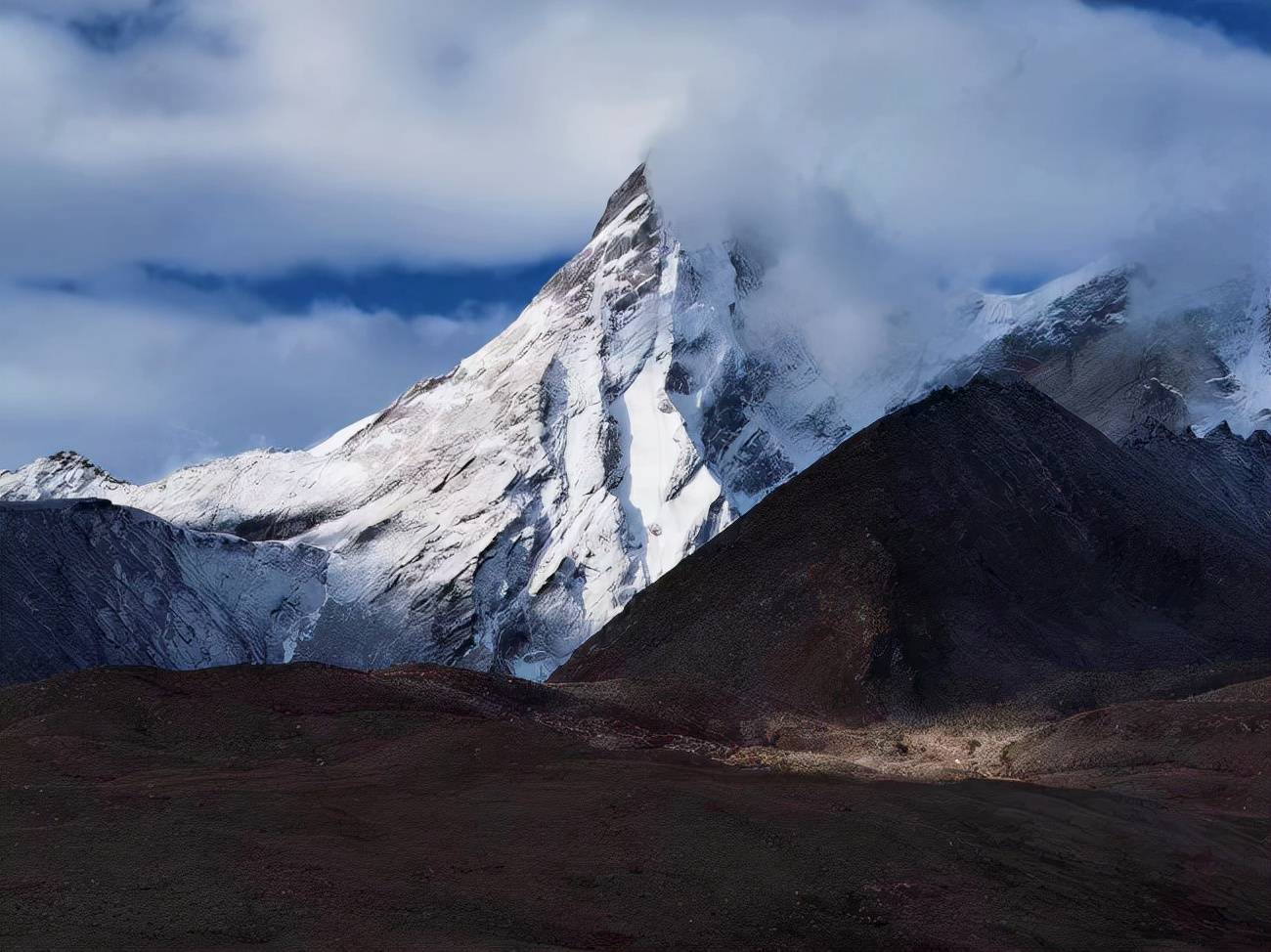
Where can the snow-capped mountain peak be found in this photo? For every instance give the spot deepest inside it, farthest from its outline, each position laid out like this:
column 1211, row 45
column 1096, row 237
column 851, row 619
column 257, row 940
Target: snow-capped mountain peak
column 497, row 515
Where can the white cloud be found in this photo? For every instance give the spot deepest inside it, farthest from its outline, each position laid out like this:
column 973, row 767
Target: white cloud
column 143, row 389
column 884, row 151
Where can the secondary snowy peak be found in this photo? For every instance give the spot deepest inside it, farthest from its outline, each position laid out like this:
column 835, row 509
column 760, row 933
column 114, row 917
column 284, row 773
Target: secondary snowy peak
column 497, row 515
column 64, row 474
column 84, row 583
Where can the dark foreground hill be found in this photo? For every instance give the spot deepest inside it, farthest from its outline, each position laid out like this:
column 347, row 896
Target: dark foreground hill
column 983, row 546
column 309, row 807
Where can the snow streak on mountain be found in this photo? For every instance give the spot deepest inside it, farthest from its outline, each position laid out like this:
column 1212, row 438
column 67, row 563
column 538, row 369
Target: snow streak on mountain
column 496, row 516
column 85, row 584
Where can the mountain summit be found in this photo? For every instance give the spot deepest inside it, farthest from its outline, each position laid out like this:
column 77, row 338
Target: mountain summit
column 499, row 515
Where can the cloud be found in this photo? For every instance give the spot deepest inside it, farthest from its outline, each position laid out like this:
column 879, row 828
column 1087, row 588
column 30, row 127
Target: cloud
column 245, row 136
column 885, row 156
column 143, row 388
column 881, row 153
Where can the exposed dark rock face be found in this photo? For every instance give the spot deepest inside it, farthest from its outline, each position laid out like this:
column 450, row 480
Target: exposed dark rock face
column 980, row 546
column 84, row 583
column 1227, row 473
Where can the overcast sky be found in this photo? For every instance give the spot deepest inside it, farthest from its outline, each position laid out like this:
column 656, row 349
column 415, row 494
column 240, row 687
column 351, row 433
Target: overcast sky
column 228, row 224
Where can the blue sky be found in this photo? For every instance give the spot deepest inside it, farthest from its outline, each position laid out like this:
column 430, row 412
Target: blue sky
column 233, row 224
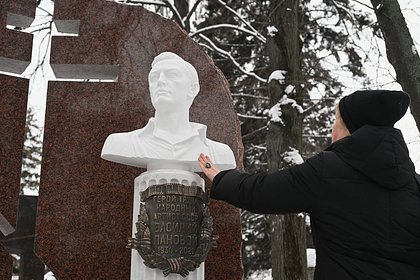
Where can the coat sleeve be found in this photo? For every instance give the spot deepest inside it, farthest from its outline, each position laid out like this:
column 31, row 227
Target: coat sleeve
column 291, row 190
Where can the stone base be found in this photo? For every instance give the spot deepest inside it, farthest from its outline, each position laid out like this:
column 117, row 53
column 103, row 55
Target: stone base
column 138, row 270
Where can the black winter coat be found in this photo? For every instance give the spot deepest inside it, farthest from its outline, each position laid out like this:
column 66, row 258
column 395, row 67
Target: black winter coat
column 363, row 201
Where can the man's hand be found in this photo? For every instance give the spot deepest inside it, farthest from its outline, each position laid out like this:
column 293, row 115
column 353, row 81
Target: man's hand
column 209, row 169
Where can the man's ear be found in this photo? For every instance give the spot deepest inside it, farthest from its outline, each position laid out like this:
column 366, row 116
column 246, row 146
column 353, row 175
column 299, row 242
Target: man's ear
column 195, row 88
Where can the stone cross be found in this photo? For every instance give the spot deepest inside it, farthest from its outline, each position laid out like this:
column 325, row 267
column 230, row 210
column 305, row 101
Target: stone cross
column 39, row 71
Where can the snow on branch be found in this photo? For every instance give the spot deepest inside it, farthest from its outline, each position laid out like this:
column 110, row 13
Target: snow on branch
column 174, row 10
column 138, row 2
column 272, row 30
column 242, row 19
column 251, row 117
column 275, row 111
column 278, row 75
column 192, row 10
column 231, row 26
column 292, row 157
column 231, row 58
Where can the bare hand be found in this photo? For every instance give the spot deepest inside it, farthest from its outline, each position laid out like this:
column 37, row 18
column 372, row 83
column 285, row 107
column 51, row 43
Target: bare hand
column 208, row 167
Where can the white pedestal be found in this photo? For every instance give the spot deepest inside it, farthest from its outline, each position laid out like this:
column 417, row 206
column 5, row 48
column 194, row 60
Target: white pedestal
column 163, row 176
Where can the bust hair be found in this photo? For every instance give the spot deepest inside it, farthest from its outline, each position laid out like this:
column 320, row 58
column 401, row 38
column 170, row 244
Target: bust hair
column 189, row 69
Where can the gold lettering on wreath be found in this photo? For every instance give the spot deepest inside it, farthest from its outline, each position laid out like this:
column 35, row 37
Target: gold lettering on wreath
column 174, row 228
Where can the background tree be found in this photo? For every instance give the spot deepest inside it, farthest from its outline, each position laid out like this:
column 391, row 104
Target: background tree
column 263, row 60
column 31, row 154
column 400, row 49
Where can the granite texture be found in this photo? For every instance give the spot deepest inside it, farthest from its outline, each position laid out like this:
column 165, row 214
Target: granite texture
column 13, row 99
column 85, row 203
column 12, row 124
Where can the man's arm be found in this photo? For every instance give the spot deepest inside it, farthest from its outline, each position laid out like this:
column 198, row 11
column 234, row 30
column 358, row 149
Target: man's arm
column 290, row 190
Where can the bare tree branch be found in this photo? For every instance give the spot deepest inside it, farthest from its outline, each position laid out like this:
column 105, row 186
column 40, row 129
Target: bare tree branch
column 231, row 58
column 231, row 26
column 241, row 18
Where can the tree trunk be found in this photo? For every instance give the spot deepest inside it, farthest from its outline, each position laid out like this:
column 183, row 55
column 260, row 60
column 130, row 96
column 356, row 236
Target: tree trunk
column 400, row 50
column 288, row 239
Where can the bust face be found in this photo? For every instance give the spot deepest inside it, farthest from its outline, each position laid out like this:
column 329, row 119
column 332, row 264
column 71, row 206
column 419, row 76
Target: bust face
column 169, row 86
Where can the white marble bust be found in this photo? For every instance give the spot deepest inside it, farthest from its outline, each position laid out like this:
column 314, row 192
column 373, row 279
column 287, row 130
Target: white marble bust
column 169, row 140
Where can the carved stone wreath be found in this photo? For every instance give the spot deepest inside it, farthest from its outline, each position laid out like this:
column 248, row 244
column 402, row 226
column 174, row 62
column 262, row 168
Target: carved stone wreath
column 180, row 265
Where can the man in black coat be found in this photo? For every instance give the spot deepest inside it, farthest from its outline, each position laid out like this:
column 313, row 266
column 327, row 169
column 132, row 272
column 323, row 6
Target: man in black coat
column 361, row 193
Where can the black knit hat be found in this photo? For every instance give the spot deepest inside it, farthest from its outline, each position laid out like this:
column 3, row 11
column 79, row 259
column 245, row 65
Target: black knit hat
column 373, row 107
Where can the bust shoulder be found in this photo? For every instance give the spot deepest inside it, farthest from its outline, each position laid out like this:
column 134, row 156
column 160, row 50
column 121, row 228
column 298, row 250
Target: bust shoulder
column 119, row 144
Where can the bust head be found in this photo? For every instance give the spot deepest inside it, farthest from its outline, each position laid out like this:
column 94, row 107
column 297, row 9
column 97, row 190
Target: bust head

_ _ _ _ _ _ _

▶ [Exercise prompt]:
Copy the rows above word for word, from the line with "Where can the black knit" to the line with "column 373, row 107", keeping both of those lines.

▶ [Output for this exercise]:
Where can the black knit hat be found in this photo? For every instance give the spot deepest inside it, farthest from its outline, each position laid out like this:
column 3, row 11
column 79, row 259
column 245, row 65
Target: black knit hat
column 373, row 107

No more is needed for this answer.